-------- TEXTO SELECCIONADO

Hay pruebas de que el antropólogo estadounidense, vienés de cuna, Robert H. Lowie, hizo esfuerzos por integrar el canon de los finales rutilantes. En el último párrafo de su Historia de la etnología (1937), casi invocó las estrellas para redondear sus ideas sobre el destino de la disciplina:    “…utilizará, según las exigencias del caso, la lógica y las técnicas de la geología, astronomía histórica e historia política; y en el aspecto causal establecerá un número indefinido de correlaciones válidas, logrando así el grado de generalización que sea compatible con su propio sector del universo”. También pueden citarse las irónicas líneas penúltimas de Religiones primitivas (1952), en que Lowie se queja de la pretensión exclusivista de quienes quieren hacer de la ciencia de las religiones un programa locamente positivista: “Dejemos que aquellos para quienes lo Divino descansa en la búsqueda de la verdad demostrable sigan su camino sin ser molestados por obstáculos externos, pero evitemos que inculquen a los demás una actitud peculiar en ellos”. Sin embargo, es claro que las vetas de una jerga técnica acaban manchando, respectivamente, la sublimidad de la imagen cósmica y la frescura de la broma metodológica.
Pero si Lowie no dio con las notas de un armónico finale, no cabe duda de que sí produjo el ruido desconcertante de uno de los remates más polémicos. Se trata del párrafo de cierre de La sociedad primitiva (1919), libro en que el nacido en Viena defiende, como perro guardián, las ideas particularistas de Franz Boas. Para Lowie, las formas de asociación entre los hombres —estirpes, clanes, fratrías, sociedades secretas, etc.— no se han sucedido con arreglo a una férrea secuencia evolutiva sino obedeciendo a procesos regionales difícilmente previsibles, y en los cuales la difusión cultural ha hecho de las suyas. Esa idea de la inevitable contaminación de la cultura es la que domina en el singular final de la obra: “Quien aborde su estudio ya no podrá rendir supersticiosa pleitesía a ese desordenado revoltijo, a esa suma de retazos y remiendos que se llama civilización. Advertirá mejor que otros las dificultades que hay en atribuir un orden a ese producto amorfo, pero —al menos en teoría— no se prosternará ante él en aceptación fatalista, sino que imaginará un esquema racional que reemplace la caótica maraña”. ¿Desordenado revoltijo? ¿Retazos y remiendos? ¿Producto amorfo? ¿Caótica maraña? La escuela funcionalista británica, por entonces en la pubertad, sintió que un blasfemo pisoteaba su fe en la integración de la cultura.

----------------

**EJERCICIO BREVE A**
Según el texto seleccionado, ¿qué ideas defiende Lowie en La sociedad primitiva?

-------- REGISTROS PROPORCIONADOS

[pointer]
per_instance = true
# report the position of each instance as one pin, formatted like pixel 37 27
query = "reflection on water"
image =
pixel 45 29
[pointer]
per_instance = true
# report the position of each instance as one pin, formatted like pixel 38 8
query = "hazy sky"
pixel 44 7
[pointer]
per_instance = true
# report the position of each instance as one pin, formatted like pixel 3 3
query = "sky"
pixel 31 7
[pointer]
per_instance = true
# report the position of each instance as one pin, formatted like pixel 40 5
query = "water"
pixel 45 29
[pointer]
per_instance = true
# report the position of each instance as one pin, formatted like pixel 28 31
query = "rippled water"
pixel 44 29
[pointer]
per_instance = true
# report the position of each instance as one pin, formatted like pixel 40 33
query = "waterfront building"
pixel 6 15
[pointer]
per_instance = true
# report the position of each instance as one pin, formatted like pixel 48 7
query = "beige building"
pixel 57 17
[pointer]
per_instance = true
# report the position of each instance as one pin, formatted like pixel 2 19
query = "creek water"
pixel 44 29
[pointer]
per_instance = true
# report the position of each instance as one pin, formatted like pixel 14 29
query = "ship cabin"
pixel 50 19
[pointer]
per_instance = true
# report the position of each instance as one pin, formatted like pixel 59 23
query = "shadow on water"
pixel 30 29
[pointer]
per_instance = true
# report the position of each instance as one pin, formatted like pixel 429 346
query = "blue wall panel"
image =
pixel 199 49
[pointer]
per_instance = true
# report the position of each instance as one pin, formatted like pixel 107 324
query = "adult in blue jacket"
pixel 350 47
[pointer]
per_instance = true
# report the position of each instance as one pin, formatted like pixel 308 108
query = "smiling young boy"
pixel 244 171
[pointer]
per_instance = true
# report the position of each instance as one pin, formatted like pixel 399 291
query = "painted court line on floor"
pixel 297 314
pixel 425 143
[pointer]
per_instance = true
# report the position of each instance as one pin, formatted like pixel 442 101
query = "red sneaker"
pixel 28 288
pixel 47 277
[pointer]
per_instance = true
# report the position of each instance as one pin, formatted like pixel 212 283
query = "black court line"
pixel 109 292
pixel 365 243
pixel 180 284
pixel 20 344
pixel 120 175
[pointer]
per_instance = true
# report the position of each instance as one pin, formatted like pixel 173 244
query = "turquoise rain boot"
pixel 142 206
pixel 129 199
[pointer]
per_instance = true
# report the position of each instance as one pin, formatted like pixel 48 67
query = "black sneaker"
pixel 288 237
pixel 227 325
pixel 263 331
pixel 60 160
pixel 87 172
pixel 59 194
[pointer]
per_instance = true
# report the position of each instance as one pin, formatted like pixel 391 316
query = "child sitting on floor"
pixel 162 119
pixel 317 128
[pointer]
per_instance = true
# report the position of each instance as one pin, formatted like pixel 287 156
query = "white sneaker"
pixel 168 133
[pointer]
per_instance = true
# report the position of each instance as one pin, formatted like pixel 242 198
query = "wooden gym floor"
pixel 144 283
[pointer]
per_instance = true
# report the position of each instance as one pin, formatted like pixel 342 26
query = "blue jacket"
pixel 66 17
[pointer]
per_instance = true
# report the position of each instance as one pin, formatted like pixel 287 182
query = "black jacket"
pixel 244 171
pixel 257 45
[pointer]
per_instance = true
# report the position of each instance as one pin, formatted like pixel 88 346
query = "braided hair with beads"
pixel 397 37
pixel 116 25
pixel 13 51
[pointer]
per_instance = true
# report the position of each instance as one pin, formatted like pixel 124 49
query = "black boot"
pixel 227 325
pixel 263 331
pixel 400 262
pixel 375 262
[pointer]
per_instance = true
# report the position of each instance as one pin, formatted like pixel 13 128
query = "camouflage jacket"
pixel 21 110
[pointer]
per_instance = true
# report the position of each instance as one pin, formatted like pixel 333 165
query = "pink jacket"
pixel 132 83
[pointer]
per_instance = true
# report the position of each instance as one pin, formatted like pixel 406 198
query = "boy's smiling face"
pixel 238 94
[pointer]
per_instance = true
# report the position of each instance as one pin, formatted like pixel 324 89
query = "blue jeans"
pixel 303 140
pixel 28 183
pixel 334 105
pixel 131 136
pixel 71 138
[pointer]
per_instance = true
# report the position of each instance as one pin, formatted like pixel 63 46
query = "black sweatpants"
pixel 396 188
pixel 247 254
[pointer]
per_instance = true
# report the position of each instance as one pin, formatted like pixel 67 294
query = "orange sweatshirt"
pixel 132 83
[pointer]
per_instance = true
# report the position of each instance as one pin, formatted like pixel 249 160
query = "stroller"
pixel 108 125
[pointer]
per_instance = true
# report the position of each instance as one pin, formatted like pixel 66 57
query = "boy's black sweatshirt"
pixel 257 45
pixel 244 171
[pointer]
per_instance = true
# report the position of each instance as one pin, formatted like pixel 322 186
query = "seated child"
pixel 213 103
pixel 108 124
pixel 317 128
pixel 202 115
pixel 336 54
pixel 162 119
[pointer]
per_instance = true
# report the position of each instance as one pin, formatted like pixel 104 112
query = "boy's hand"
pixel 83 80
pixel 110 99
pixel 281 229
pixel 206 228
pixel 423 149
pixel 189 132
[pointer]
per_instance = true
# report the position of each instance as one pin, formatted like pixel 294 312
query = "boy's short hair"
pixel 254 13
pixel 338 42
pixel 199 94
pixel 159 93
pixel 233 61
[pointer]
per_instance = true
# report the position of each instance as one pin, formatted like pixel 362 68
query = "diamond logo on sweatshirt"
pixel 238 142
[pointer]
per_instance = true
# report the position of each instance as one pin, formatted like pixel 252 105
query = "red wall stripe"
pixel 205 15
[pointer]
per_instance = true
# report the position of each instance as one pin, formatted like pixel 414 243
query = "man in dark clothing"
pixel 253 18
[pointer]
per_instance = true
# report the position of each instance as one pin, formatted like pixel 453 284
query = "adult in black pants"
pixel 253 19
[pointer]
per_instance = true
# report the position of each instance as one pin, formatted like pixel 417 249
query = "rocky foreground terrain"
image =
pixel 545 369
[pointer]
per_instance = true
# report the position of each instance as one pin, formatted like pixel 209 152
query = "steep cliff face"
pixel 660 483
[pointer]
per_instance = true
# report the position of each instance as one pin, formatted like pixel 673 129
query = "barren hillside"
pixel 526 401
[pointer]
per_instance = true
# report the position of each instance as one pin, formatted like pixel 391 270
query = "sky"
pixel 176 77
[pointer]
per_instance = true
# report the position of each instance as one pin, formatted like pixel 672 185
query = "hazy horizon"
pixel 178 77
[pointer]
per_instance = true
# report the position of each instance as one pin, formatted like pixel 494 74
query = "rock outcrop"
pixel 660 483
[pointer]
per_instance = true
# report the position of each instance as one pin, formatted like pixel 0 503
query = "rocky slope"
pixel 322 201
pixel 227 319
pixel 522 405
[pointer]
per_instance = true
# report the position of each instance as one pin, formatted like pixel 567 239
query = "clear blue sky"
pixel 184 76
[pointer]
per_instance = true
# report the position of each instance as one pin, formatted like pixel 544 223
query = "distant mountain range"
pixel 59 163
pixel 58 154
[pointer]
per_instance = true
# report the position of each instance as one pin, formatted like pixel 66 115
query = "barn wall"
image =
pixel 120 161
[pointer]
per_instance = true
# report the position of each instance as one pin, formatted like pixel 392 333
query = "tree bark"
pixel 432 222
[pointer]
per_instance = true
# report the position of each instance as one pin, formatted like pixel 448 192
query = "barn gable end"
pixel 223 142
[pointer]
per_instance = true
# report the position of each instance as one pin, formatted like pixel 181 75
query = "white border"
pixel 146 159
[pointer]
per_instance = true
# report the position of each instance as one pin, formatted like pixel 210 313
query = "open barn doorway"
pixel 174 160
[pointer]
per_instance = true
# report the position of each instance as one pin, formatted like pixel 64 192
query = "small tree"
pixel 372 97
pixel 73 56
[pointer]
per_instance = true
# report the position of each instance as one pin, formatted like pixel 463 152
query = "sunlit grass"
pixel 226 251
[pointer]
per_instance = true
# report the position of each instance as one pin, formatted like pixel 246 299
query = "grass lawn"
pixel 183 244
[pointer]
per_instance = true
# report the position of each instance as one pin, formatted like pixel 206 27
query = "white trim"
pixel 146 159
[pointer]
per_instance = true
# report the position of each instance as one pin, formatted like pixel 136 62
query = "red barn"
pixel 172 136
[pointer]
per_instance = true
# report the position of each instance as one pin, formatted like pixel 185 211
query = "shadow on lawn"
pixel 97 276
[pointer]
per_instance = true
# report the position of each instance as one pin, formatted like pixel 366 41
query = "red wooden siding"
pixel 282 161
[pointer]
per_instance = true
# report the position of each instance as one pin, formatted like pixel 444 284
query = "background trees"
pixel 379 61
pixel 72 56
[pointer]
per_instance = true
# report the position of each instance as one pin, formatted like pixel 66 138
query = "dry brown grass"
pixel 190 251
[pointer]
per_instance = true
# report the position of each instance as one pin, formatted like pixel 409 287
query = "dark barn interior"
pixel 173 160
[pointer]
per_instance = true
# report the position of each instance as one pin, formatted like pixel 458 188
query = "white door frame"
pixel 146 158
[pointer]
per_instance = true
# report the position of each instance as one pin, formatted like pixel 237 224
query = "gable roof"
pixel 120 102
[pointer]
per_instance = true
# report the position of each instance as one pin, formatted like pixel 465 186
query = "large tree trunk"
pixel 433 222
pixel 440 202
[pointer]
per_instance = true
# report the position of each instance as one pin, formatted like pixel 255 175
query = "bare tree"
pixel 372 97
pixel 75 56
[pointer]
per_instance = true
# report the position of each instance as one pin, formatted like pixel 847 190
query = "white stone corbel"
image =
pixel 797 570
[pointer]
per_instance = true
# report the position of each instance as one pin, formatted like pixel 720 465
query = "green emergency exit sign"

----------------

**EJERCICIO BREVE B**
Indica todas las líneas de los registros que contienen la palabra "building".

**RESPUESTA COMPLETA A**
Las ideas particularistas de Franz Boas.

**RESPUESTA COMPLETA B**
query = "waterfront building"
query = "beige building"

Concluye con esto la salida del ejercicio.